原文段落
_ _ _ _
数据守护集群概念
DM 数据守护(Data Watch)是一种集成化的高可靠性解决方案,满足用户对数据
安全性和高可用性的要求。主要解决由于硬件故障、自然灾害等原因导致的数据库
服务长时间中断问题,提供不间断数据库服务。
主要功能:监控数据库状态、发送状态信息、监控其他守护进程消息、接收监视器消息、主备库启动运行、备库故障处理、备库异常处理、主库故障处理、故障修复处理
故障自动切换:主库发生故障时,确认监视器自动选择一个备库,切换为主库对外提供服务,故障自动切换模式,要求必须配置且只能配置一个确认监视器
故障手动切换:由用户根据实际情况,通过监视器命令将备库切换为主库。在用户干预之前,备库可以继续提供只读服务,但修改非临时表数据的操作将会失败。
监视器作用:监视数据守护状态、状态信息确认(配置为故障自动切换的确认监视器的情况下)、管理数据守护状态、发起故障自动接管命令
监视器类型:
监控模式(dmmonitor.ini:MON_DW_CONFIRM=0)
确认模式(dmmonitor.ini:MON_DW_CONFIRM=1)
区别:确认模式除了具备监控模式所有功能外,还具有状态确认和自动接管两个功能。
状态确认:主库守护进程监测到备库故障时,需要向监视器求证,确认备库是真的故障了,再启动故障处理流程将归档失效,避免脑裂。状态确认只对故障自动切换数据守护系统有效,主库守护进程在满足一定条件时,会切换到 Confirm 状态,然后根据不同的场景决定是否切换为 Failover 状态并启动故障处理流程。
自动接管:故障自动切换模式下,确认监视器检测到主库故障后,根据收到的主备 LSN、归档状态、MAL 链路状态等信息,确定一个接管备库,并将其切换为主库。
模拟生产环境一主一备一灾备,监视器放在灾备环境进行部署。
主机类型 | IP地址 | 实例名 | 操作系统 | 其他 |
---|---|---|---|---|
主库 | 192.168.20.31(内部通讯) | DM1 | centos7 | |
备库 | 192.168.20.32(内部通讯) | DM2 | centos7 | |
灾备库/监视器 | 192.168.20.33(内部通讯) | DM3 | centos7 | 监视器和灾备库共同部署 |
实例名 | OGUID | PORT_NUM | MAL_INST_DW_PORT | MAL_HOST | MAL_PORT | MAL_DW_PORT |
---|---|---|---|---|---|---|
DM1 | 45331 | 5236 | 5237 | 192.168.20.31 | 5238 | 5239 |
DM2 | 45331 | 5236 | 5237 | 192.168.20.32 | 5238 | 5239 |
DM3 | 45331 | 5236 | 5237 | 192.168.20.33 | 5238 | 5239 |
伪代码流程类似如下
./DMInstall.bin -i <\<EOF
1
n
y
21
1
/home/dmdba/dmdbms
y
y
EOF
DM1节点
cd /home/dmdba/dmdbms/bin
./dminit path=/home/dmdba/dmdbms/data/ PAGE\_SIZE=32 EXTENT\_SIZE=32 CASE\_SENSITIVE=Y DB\_NAME=DM1 INSTANCE\_NAME=DM1 PORT\_NUM=5236 LOG\_SIZE=256 BUFFER=512 SYSDBA\_PWD=Dameng123 SYSAUDITOR\_PWD=Dameng123
DM2节点
cd /home/dmdba/dmdbms/bin
./dminit path=/home/dmdba/dmdbms/data/ PAGE\_SIZE=32 EXTENT\_SIZE=32 CASE\_SENSITIVE=Y DB\_NAME=DM2 INSTANCE\_NAME=DM2 PORT\_NUM=5236 LOG\_SIZE=256 BUFFER=512 SYSDBA\_PWD=Dameng123 SYSAUDITOR\_PWD=Dameng123
DM3节点
cd /home/dmdba/dmdbms/bin
./dminit path=/home/dmdba/dmdbms/data/ PAGE\_SIZE=32 EXTENT\_SIZE=32 CASE\_SENSITIVE=Y DB\_NAME=DM3 INSTANCE\_NAME=DM3 PORT\_NUM=5236 LOG\_SIZE=256 BUFFER=512 SYSDBA\_PWD=Dameng123 SYSAUDITOR\_PWD=Dameng123
#DM1
su root
cd /home/dmdba/dmdbms/script/root
sh dm\_service\_installer.sh -t dmserver -dm\_ini /home/dmdba/dmdbms/data/DM1/dm.ini -p DMSERVER
#DM2
su root
cd /home/dmdba/dmdbms/script/root
sh dm\_service\_installer.sh -t dmserver -dm\_ini /home/dmdba/dmdbms/data/DM2/dm.ini -p DMSERVER
#DM3
su root
cd /home/dmdba/dmdbms/script/root
sh dm\_service\_installer.sh -t dmserver -dm\_ini /home/dmdba/dmdbms/data/DM3/dm.ini -p DMSERVER
vi .bash\_profile
export LD\_LIBRARY\_PATH="\$LD\_LIBRARY\_PATH:/home/dmdba/dmdbms/bin"
_ _ _ _
任务说明
把数据守护集群一文中从“主要功能:监控数据库状态、发”到“状态,然后根据不同的场景决定是否切换为 Failover 状态并启动故障处理流程。”的这一段一字不差地复制出来。 下方的清单与上面的数据守护集群一文没有任何关联。

提供数据
_ _ _ _
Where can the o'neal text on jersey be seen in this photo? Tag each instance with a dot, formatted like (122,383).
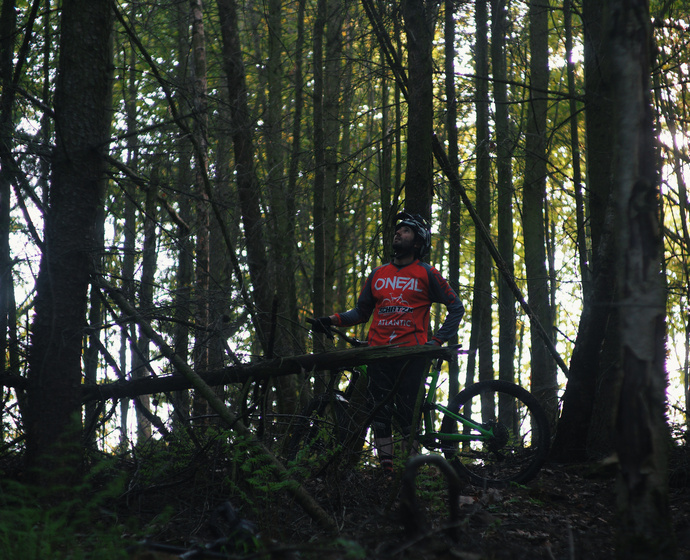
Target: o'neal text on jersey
(395,309)
(398,283)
_ _ _ _
作答结果
主要功能:监控数据库状态、发送状态信息、监控其他守护进程消息、接收监视器消息、主备库启动运行、备库故障处理、备库异常处理、主库故障处理、故障修复处理
故障自动切换:主库发生故障时,确认监视器自动选择一个备库,切换为主库对外提供服务,故障自动切换模式,要求必须配置且只能配置一个确认监视器
故障手动切换:由用户根据实际情况,通过监视器命令将备库切换为主库。在用户干预之前,备库可以继续提供只读服务,但修改非临时表数据的操作将会失败。
监视器作用:监视数据守护状态、状态信息确认(配置为故障自动切换的确认监视器的情况下)、管理数据守护状态、发起故障自动接管命令
监视器类型:
监控模式(dmmonitor.ini:MON_DW_CONFIRM=0)
确认模式(dmmonitor.ini:MON_DW_CONFIRM=1)
区别:确认模式除了具备监控模式所有功能外,还具有状态确认和自动接管两个功能。
状态确认:主库守护进程监测到备库故障时,需要向监视器求证,确认备库是真的故障了,再启动故障处理流程将归档失效,避免脑裂。状态确认只对故障自动切换数据守护系统有效,主库守护进程在满足一定条件时,会切换到 Confirm 状态,然后根据不同的场景决定是否切换为 Failover 状态并启动故障处理流程。